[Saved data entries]
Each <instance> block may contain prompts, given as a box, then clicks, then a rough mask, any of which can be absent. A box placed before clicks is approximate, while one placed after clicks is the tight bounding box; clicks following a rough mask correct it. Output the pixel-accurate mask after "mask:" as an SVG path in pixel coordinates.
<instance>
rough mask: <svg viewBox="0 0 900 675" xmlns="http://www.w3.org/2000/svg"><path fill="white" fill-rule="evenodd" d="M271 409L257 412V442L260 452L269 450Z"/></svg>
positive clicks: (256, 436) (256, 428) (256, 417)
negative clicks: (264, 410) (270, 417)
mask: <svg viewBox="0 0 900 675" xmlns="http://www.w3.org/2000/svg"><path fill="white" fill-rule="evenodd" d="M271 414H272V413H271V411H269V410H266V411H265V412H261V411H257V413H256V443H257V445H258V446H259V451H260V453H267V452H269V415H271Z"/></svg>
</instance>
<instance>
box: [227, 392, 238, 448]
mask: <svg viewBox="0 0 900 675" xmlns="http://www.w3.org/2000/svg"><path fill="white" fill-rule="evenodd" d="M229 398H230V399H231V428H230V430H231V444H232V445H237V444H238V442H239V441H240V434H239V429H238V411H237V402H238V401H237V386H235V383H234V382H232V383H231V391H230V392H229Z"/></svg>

[Your instructions]
Every record listed above should be reproduced exactly.

[Answer space]
Each <instance> block may contain prompts, given as a box, then clicks, then a rough mask, any of which can be absent. A box placed before clicks is approximate, while one placed after clicks is the tight bounding box; clicks following a rough mask correct it. Output the pixel-accurate mask after "mask:" as an SVG path in pixel coordinates.
<instance>
rough mask: <svg viewBox="0 0 900 675" xmlns="http://www.w3.org/2000/svg"><path fill="white" fill-rule="evenodd" d="M271 409L257 412V442L260 452L269 450Z"/></svg>
positive clicks: (256, 436) (256, 428) (256, 417)
negative clicks: (264, 410) (270, 417)
mask: <svg viewBox="0 0 900 675" xmlns="http://www.w3.org/2000/svg"><path fill="white" fill-rule="evenodd" d="M271 414H272V413H271V411H269V410H266V411H265V412H261V411H257V413H256V443H257V445H258V446H259V451H260V453H267V452H269V415H271Z"/></svg>
</instance>
<instance>
box: [227, 392, 238, 448]
mask: <svg viewBox="0 0 900 675" xmlns="http://www.w3.org/2000/svg"><path fill="white" fill-rule="evenodd" d="M229 398H230V399H231V428H230V430H231V444H232V445H237V444H238V442H239V441H240V434H239V429H238V411H237V402H238V401H237V386H235V383H234V382H232V383H231V391H230V392H229Z"/></svg>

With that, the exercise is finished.